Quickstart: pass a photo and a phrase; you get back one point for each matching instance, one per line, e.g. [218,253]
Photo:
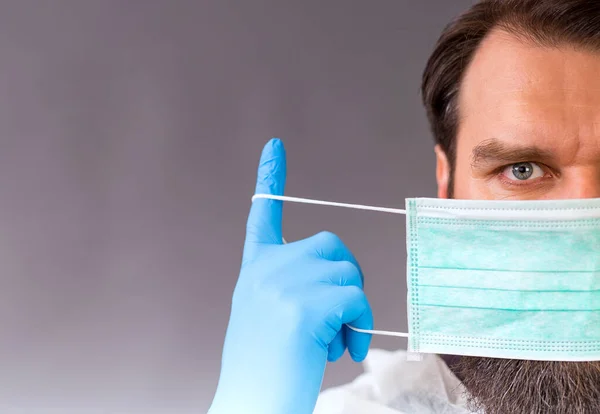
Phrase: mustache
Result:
[501,386]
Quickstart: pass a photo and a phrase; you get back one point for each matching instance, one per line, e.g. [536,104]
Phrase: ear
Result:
[442,172]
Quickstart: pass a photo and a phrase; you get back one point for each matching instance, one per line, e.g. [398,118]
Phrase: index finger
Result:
[264,220]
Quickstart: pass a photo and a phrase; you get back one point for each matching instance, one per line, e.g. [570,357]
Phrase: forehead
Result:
[525,93]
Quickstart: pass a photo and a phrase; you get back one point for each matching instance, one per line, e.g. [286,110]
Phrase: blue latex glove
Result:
[288,310]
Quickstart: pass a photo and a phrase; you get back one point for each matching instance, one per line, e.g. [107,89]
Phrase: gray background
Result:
[130,133]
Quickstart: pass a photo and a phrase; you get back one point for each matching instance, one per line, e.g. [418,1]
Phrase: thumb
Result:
[264,220]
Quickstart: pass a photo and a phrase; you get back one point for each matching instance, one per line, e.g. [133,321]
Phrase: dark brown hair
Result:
[543,22]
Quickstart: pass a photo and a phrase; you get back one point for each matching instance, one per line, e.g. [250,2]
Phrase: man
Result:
[512,92]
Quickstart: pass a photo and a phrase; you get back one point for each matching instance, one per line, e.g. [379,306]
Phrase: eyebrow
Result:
[494,151]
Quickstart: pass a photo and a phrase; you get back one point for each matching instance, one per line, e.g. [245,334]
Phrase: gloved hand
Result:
[288,311]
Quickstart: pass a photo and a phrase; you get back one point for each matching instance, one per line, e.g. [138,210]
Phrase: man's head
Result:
[512,93]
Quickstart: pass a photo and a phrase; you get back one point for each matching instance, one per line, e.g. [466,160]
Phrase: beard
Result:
[505,386]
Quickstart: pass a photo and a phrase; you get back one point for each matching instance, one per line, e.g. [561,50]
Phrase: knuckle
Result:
[349,269]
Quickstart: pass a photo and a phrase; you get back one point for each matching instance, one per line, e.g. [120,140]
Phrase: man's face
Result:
[529,129]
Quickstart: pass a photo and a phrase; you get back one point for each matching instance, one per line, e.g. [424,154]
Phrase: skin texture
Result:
[524,103]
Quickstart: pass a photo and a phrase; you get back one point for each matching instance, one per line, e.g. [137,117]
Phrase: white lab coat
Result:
[392,385]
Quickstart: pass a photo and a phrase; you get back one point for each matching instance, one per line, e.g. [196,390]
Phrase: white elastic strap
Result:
[345,205]
[328,203]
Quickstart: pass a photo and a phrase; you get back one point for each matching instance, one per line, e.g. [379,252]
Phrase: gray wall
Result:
[130,133]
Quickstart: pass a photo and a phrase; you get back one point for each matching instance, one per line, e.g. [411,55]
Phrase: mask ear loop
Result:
[345,205]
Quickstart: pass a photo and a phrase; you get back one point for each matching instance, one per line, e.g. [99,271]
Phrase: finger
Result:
[358,343]
[329,246]
[264,220]
[353,308]
[342,274]
[337,346]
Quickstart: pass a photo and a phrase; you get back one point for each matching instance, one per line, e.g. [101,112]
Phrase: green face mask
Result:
[505,279]
[500,279]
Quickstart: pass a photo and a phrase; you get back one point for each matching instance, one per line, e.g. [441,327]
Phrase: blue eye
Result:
[523,171]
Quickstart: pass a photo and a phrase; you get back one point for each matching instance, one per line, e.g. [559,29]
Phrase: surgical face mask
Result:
[500,279]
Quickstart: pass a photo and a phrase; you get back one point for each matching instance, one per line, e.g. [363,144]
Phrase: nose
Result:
[580,184]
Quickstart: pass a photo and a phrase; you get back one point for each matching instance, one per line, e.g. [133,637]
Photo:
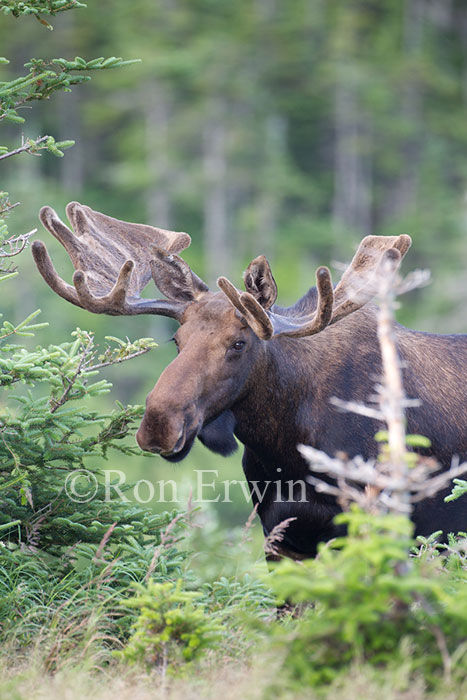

◆ REQUIREMENT: Go through the entries above and print each one exactly, minus the pictures.

◆ SOLVED PROBLEM:
Quickstart: pass a photo and a phrase; you get back one point for each matching instance, one per line, e.g. [218,253]
Photo:
Phrase: mustache
Result:
[501,386]
Quickstart: pass a photo and a phrase; you get back one point for each matching instance, one per line, e.g. [536,104]
Phrase: ear
Result:
[442,172]
Quickstart: pass a photo and a phrase; you get back one point for each matching instance, one per line, e.g. [398,118]
Phrase: index finger
Result:
[264,220]
Quickstart: pass a photo and a phrase; you get back one point for each matching instance, one per line, e.g. [570,357]
Phrase: forehead
Result:
[525,93]
Quickstart: pass a photo and a phrase; you get back one point for each matching instance, one per line, e.g. [286,110]
Phrase: blue latex glove
Result:
[288,310]
Quickstart: pass a photo and a phrase; you get back one point for each matching instance, one per line, e.g. [107,89]
Phrase: gray background
Result:
[130,133]
Quickstart: pass a photo and a phrase; you get back one point for each matching instance, one per line, e.g. [418,1]
Phrase: thumb
Result:
[264,220]
Quickstart: pass a photo and a phrase; you get back one point for each matching instance, one per line, e.g. [133,321]
Phrase: dark brown hair
Result:
[543,22]
Quickstart: pass a photo and a phrase; you get back one point for each matching instance, one per line, e.g. [250,2]
Phrase: man
Result:
[512,92]
Quickstart: pass a photo and a phrase; you get back one point for each matching instance, one per line, e.g. [379,306]
Phrase: eyebrow
Result:
[494,151]
Quickstart: pass a photo and a phrase; you get back one point for each matching instance, one per line, e.g. [245,334]
Phrase: gloved hand
Result:
[288,311]
Quickstart: pass a photo and a phrase; you get back one point for each matching instance, one per line, e.g. [138,210]
Phrase: man's head
Result:
[512,93]
Quickstart: pass a photo and a phrase; you get back one point for each matching instance, one per line, e.g. [466,160]
Phrase: beard
Result:
[505,386]
Quickstart: pass a photo and a phrase; you get back one point for each matching instance, one per line, e.g. [561,50]
Phrase: knuckle
Result:
[349,269]
Quickstart: pass a photo and a phrase; you get back one point for each matching instance, one per line, e.g. [120,140]
Phrase: man's face
Result:
[529,129]
Quickstart: pass a photo and a phrase; you get back one point for each matching instance, one per line, e.g. [424,154]
Phrase: skin texture
Result:
[524,103]
Quickstart: pass a photo and a phrase; you get back one point for each matching instance, one per line, e.g. [137,117]
Phrase: white lab coat
Result:
[392,385]
Quickstart: pass a photo and a phrase; you get back one point for each matching instance, one per line, e.g. [196,390]
Phrase: white elastic strap
Result:
[345,205]
[328,203]
Quickstart: pass a photo and a phrase; you get back one point for each matching instance, one per line, e.g. [379,252]
Phrase: gray wall
Result:
[130,133]
Quickstart: pass a photo and a phrase; you get back one point for each matching instance, one per line, e.g. [411,55]
Phrase: mask ear loop
Result:
[345,205]
Quickstart: pass a photo and a phrase; you get back one point for each matching instance, one per line, e.g. [99,271]
Phrase: finger
Result:
[358,343]
[329,246]
[264,220]
[353,308]
[342,274]
[337,346]
Quickstart: pass a photo and a phrase; you get back one point for each matching instance, one per line, e.g. [101,112]
Phrase: green face mask
Result:
[505,279]
[500,279]
Quickstart: pass a photo and a phrase; you get back one point for each matching instance, one per line, e.g. [441,327]
Phrase: blue eye
Result:
[523,171]
Quickstart: pass a photo and a phrase; you get back one point for each matching instance, one per line, e.g. [559,29]
Phrase: surgical face mask
Result:
[500,279]
Quickstart: pass a photo and a phrase; you get back one point for each matching instance, one per line, e.g. [363,144]
Phrase: nose
Result:
[580,184]
Quickstart: pass a photo and a phrase; you get back one point for each matching instance, one per line, e.g. [133,637]
Photo:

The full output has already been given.